# [GOALS]
**1)** Translate this sentence from the passage on how women are represented in the media into Spanish: "There is a war on women’s bodies and what is seen as beautiful or not."
**2)** Quote the passage on how women are represented in the media from "The standard of" up to and including "be very damaging.".
**3)** Continue the passage on how women are represented in the media, picking up right after its final sentence.

Start DOCUMENT PASSAGE

Women in the United States undergo some pretty serious distortion of the way they are represented in the media, with anorexia being the standard for models. There is a war on women’s bodies and what is seen as beautiful or not. In the Middle East there is a similar issue with women, but it is more concerning with the hijab, veiling, and oppression. Often in the media, Arab women are portrayed as oppressed and submissive due to being covered, and the hijab has taken on a symbol of oppression. Arab women fight this stereotype everyday, and have to prove their right to wear a hijab as a choice and a religious freedom. My favorite quote from the Women Museum in Dubai was from the founder, “Don’t think because we are covered we are not empowered,” Dr. Rafia Ghubash.

(…)

The standard of beauty and sexuality experienced in the United States is somewhat of a global issue. It is not unique to the United States for women to be picked apart piece by piece, objectified, or sexualized. This is something I learned through our class’s workshop on beauty and sexuality. Listening to my fellow colleagues stories about the pressures, names, and objectification they have undergone made the issue very real to me. This is something women all over the world experience, and can be very damaging.

In doing my research for quotes, ideas, and artwork, I came across a statement made by the author of the Purity Myth, Jessica Valenti. She says, “Making women the sexual gatekeepers and telling men they just can’t help themselves not only drives home the point that women’s sexuality is unnatural, but also sets up a disturbing dynamic in which women are expected to be responsible for men’s sexual behavior.”

End DOCUMENT PASSAGE
Start GIVEN INFORMATION

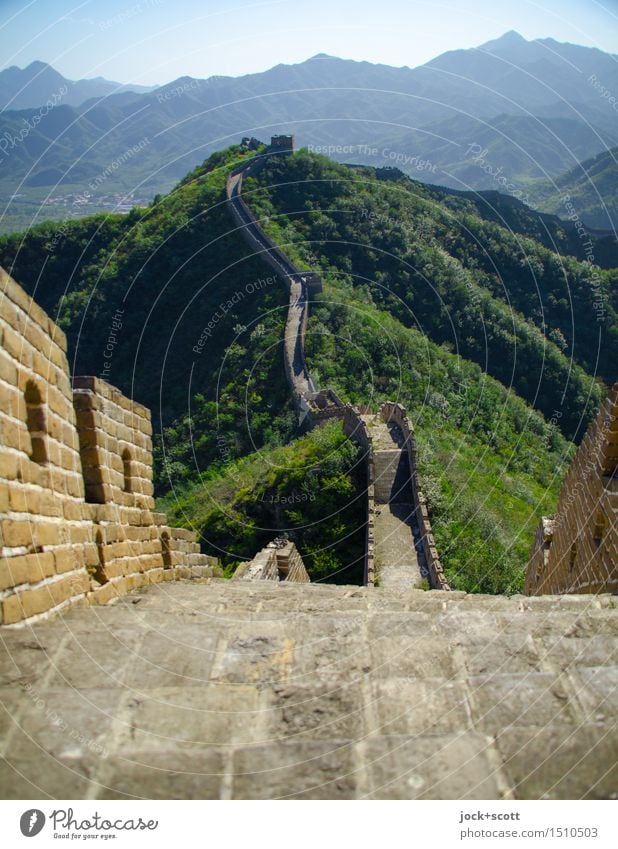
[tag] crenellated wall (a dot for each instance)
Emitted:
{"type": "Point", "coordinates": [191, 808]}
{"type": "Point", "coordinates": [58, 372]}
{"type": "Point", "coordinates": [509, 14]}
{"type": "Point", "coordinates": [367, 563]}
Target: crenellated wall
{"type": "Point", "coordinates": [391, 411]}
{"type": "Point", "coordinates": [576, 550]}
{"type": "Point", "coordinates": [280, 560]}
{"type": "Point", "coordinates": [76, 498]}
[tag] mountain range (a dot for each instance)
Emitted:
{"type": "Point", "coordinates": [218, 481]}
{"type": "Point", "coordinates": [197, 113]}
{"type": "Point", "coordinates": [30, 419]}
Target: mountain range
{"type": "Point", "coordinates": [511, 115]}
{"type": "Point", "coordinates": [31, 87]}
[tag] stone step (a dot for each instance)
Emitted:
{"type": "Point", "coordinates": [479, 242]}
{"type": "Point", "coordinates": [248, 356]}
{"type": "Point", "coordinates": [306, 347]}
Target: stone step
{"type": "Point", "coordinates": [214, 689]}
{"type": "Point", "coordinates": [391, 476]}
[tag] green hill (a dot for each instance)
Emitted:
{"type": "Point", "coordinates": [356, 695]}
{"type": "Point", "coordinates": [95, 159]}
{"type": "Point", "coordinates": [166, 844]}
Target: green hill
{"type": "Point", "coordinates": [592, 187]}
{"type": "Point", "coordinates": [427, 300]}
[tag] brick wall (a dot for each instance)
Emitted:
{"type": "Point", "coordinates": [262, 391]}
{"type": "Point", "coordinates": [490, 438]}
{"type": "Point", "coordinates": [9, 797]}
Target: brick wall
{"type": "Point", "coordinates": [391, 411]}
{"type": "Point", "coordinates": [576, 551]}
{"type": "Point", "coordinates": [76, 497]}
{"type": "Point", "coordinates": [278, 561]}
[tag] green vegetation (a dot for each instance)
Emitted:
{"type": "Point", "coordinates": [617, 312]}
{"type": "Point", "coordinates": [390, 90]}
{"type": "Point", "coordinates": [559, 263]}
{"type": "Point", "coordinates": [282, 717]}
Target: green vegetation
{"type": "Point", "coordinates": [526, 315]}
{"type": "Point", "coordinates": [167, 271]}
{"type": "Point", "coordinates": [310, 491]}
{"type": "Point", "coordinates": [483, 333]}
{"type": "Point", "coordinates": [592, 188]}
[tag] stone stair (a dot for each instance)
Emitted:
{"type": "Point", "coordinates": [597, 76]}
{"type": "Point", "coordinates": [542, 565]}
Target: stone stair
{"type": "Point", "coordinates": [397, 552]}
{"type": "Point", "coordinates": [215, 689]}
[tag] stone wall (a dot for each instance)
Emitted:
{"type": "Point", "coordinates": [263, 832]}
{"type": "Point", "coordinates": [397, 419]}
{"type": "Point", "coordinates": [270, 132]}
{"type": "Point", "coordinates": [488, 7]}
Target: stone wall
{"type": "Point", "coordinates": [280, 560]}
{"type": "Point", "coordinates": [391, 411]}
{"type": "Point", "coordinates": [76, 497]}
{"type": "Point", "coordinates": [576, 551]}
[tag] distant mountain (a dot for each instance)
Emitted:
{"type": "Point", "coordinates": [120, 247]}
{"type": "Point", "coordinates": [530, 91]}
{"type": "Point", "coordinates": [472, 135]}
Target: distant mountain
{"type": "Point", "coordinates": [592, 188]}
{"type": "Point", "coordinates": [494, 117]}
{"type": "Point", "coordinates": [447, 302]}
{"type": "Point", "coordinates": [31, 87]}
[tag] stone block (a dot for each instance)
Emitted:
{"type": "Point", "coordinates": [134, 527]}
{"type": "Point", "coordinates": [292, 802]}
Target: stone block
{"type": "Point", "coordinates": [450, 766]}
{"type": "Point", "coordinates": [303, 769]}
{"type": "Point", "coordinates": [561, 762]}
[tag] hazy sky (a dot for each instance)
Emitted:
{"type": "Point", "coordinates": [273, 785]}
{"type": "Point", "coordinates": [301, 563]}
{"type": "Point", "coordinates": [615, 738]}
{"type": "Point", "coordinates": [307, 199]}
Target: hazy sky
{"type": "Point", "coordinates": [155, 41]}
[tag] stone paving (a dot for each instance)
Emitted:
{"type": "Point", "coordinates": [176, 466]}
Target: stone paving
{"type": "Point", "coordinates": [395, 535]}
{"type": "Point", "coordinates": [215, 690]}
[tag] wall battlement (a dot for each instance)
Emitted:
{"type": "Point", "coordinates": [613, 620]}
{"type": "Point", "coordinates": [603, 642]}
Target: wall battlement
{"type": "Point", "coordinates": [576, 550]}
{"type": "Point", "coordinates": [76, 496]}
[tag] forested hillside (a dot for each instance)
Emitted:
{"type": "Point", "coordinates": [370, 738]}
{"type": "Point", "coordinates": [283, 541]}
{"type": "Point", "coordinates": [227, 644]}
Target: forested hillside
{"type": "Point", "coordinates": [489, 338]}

End GIVEN INFORMATION
Start GIVEN INFORMATION

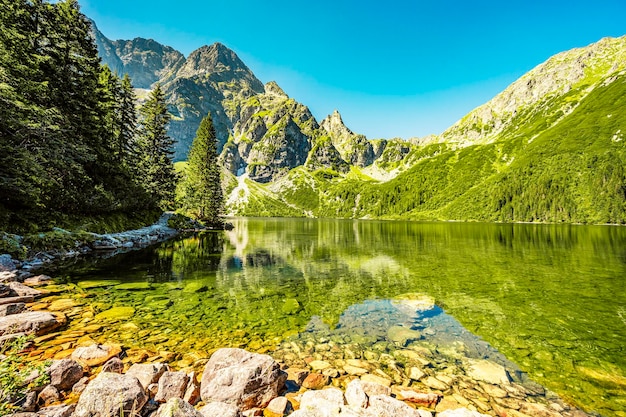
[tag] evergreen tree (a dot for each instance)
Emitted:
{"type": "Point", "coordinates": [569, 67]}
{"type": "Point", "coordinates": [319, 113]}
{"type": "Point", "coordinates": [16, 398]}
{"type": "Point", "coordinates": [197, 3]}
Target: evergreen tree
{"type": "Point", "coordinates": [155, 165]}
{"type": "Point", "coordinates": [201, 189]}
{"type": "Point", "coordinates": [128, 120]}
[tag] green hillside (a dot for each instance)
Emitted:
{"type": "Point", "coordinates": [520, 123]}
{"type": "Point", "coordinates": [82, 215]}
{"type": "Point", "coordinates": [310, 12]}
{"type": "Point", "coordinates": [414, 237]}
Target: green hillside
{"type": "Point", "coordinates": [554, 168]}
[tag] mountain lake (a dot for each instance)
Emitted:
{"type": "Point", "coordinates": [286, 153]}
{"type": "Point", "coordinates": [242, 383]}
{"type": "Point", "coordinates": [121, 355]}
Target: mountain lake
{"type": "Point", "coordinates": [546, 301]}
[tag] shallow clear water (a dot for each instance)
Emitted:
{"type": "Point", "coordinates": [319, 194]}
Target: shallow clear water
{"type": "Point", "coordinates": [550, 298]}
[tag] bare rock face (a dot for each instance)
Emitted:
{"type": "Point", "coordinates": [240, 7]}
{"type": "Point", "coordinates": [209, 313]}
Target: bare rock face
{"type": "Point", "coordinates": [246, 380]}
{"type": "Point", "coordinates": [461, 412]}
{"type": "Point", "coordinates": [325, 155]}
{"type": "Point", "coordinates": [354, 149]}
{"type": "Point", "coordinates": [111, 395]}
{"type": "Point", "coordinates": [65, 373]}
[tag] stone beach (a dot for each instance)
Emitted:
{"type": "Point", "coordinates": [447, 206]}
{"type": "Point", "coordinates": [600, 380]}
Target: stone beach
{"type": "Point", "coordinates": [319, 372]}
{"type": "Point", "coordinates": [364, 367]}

End GIVEN INFORMATION
Start GIVEN INFORMATION

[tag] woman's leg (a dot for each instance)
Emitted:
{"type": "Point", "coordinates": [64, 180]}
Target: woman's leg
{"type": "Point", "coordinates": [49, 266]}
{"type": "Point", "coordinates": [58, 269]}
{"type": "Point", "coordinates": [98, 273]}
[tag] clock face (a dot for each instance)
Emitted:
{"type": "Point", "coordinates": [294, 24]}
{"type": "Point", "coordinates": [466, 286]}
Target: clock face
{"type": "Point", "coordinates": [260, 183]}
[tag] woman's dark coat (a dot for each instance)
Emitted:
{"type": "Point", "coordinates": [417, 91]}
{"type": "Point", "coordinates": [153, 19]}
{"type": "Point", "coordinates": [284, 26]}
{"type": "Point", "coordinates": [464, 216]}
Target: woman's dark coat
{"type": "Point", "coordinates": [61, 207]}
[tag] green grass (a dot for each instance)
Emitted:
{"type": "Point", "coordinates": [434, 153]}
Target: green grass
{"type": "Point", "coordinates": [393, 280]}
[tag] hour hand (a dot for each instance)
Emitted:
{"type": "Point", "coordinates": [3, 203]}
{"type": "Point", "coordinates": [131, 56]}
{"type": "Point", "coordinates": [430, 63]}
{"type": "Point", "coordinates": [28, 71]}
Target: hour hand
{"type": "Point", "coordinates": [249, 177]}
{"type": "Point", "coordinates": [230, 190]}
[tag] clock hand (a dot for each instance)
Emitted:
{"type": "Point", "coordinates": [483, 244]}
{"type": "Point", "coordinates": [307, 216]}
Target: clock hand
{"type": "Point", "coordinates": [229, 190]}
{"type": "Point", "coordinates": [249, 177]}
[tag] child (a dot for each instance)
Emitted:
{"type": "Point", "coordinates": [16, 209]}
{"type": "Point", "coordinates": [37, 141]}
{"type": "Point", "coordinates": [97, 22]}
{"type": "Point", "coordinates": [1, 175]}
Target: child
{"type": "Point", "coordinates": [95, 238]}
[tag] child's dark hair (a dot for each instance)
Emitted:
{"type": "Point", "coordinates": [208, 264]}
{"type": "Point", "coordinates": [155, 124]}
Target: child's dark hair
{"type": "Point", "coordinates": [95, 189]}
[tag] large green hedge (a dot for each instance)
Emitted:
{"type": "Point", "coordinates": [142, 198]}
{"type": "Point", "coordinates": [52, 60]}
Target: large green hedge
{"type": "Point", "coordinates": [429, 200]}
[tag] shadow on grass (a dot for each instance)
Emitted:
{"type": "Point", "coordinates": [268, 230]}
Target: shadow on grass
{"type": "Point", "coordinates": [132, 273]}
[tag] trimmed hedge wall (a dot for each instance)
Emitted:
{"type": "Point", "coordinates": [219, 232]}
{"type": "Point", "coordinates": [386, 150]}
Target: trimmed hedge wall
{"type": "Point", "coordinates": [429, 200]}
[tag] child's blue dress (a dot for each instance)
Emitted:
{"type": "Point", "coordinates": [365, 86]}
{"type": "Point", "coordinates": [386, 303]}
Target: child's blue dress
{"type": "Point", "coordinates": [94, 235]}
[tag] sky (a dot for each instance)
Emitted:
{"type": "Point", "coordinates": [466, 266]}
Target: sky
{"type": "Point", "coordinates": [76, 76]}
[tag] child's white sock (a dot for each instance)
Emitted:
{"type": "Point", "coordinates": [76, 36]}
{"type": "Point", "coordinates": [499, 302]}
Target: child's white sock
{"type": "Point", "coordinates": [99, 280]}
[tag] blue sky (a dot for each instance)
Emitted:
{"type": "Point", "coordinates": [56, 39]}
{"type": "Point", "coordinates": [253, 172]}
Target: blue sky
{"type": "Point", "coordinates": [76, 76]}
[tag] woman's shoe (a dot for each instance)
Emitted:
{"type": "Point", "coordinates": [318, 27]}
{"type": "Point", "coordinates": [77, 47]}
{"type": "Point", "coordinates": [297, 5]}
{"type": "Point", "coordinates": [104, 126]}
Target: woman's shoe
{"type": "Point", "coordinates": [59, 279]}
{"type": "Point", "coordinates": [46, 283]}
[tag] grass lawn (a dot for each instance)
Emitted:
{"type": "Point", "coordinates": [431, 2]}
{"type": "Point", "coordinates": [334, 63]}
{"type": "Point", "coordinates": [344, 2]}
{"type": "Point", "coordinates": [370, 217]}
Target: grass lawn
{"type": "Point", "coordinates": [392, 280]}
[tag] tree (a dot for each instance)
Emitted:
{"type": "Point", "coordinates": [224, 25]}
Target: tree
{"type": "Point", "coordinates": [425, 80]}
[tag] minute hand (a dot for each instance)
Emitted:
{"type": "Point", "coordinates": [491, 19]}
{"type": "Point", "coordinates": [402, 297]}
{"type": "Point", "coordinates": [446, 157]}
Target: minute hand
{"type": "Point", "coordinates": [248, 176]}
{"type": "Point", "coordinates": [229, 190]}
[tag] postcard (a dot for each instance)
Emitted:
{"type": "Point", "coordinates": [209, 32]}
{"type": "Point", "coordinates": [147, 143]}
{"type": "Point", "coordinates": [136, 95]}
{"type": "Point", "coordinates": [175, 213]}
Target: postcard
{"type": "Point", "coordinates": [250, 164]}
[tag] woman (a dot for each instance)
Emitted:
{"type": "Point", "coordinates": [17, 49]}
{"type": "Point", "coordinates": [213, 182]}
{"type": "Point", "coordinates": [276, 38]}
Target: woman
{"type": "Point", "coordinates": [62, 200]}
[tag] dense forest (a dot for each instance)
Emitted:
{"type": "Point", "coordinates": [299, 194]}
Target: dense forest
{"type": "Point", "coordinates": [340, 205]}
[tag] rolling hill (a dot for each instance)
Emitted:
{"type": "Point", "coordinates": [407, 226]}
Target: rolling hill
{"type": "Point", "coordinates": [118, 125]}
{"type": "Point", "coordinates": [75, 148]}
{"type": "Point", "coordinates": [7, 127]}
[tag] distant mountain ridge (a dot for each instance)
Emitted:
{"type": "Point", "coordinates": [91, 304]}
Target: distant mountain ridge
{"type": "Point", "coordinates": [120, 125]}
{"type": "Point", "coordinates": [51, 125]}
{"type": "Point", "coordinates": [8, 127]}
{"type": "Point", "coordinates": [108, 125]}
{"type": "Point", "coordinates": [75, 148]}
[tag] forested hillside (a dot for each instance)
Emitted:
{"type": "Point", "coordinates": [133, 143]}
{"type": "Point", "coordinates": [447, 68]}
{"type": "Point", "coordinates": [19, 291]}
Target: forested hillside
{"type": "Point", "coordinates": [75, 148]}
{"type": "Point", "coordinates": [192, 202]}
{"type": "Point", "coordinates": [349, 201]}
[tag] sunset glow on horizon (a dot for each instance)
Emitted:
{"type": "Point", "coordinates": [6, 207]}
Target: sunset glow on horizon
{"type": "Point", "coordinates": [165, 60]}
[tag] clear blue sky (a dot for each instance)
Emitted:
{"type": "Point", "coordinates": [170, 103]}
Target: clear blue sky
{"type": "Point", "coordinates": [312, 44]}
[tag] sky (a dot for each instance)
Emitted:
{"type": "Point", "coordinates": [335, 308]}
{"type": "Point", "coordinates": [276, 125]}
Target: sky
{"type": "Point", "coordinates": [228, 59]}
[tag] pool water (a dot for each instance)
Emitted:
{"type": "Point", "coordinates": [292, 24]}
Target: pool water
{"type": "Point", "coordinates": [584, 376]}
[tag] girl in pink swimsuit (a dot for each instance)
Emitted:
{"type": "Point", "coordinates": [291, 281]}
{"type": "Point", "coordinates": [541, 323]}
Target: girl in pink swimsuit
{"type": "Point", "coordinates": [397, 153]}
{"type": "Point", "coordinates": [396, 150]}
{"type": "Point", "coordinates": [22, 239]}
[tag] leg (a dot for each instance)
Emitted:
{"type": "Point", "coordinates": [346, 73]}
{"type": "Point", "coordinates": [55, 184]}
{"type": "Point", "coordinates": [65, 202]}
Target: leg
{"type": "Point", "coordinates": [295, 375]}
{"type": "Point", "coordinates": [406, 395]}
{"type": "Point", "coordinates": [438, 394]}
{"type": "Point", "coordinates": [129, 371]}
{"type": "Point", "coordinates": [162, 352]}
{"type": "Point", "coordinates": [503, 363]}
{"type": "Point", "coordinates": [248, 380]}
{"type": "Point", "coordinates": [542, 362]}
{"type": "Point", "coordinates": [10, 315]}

End GIVEN INFORMATION

# [RESULTS IN ORDER]
**1)** Hay una guerra contra los cuerpos de las mujeres y contra lo que se considera bello o no.

**2)**
The standard of beauty and sexuality experienced in the United States is somewhat of a global issue. It is not unique to the United States for women to be picked apart piece by piece, objectified, or sexualized. This is something I learned through our class’s workshop on beauty and sexuality. Listening to my fellow colleagues stories about the pressures, names, and objectification they have undergone made the issue very real to me. This is something women all over the world experience, and can be very damaging.

**3)**
I think this quote has a lot of meaning especially in the MENA region where purity and virginity is held so sacred due to religious influences and societal standards. The part where she talks about men not being able to help themselves especially hit home, because I have been told that this is one of the main reasons for veiling. To me, this ideology is similar to ideas in the West where instead of teaching boys not to rape, we teach girls how to not get raped. Instead of teaching boys not to sexualize every aspect of a woman’s body, women in fact have to do all the work and cover up completely in order to “save men from themselves. ” Again, putting the burden on the women.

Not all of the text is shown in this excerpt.